* CE QU’ON DEMANDE *
- A) Renvoyez tel quel un passage du texte source : commencez aux mots qui contiennent « Un de mes amis, l’écrivain » et arrêtez-vous après « un appauvrissement culturel. ».
- B) Les affirmations suivantes sont-elles conformes au texte source ? Répondez par oui ou non pour chacune, en citant exactement les mots du texte qui tranchent.
(i) Les parents de la personne qui parle ont insisté pour qu’elle parle et écrive dans leur langue.
(ii) La personne qui parle peut écrire tout un livre en bangla.
(iii) Les jeunes écrivains indiens sont de plus en plus monolingues.

Un de mes amis, l’écrivain Sunil Gangopadhaya, a dit : « Ses livres sont des livres bengalis écrits en anglais. » Il a raison. J’ai grandi en dehors du Bengale et au Bengale, mais mes parents ont insisté pour que je parle et que j’écrive dans notre langue. Comme elle est très difficile, je n’étais pas enchanté. Maintenant, je les en remercie, le bangla est un trésor. C’est une ressource pour moi, même si je ne peux pas écrire tout un livre en bangla. Aujourd’hui, les jeunes écrivains indiens sont de plus en plus monolingues (anglais). Je le déplore, c’est un appauvrissement culturel.

Vous qui traitez des métissages, votre roman s’achève sur l’arrivée d’un jeune Bengali en Sicile, au terme de pérégrinations rocambolesques et dramatiques : un symbole ?

* Entrées de données collectées *
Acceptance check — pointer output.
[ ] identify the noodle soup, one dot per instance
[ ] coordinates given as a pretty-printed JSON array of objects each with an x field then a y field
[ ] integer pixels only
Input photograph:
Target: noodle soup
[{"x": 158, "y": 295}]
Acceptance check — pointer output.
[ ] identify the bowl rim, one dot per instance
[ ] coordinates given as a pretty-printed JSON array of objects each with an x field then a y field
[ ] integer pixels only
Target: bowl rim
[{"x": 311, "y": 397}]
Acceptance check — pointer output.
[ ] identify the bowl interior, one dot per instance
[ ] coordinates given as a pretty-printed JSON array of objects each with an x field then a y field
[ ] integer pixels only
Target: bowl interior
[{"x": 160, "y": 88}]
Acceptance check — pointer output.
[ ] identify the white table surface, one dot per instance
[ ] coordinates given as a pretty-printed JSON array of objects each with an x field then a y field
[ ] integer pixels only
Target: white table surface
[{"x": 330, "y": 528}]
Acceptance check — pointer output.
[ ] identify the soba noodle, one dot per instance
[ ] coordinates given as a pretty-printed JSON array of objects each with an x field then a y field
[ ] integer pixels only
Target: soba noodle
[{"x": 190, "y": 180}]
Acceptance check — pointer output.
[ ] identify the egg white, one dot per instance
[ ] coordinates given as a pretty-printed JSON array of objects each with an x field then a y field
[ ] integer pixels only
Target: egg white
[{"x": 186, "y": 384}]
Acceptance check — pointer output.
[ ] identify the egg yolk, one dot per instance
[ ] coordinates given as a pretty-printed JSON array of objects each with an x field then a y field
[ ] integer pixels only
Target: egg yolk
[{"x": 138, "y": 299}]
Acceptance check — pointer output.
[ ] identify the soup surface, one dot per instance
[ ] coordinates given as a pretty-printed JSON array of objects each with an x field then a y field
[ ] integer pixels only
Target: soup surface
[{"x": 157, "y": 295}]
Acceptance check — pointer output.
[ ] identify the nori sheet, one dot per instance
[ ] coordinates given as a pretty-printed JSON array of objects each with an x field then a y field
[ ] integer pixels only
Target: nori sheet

* RÉPONSES SUCCESSIVES *
- A)
Un de mes amis, l’écrivain Sunil Gangopadhaya, a dit : « Ses livres sont des livres bengalis écrits en anglais. » Il a raison. J’ai grandi en dehors du Bengale et au Bengale, mais mes parents ont insisté pour que je parle et que j’écrive dans notre langue. Comme elle est très difficile, je n’étais pas enchanté. Maintenant, je les en remercie, le bangla est un trésor. C’est une ressource pour moi, même si je ne peux pas écrire tout un livre en bangla. Aujourd’hui, les jeunes écrivains indiens sont de plus en plus monolingues (anglais). Je le déplore, c’est un appauvrissement culturel.

- B)
(i) Oui : « mes parents ont insisté pour que je parle et que j’écrive dans notre langue »
(ii) Non : « même si je ne peux pas écrire tout un livre en bangla »
(iii) Oui : « Aujourd’hui, les jeunes écrivains indiens sont de plus en plus monolingues (anglais). »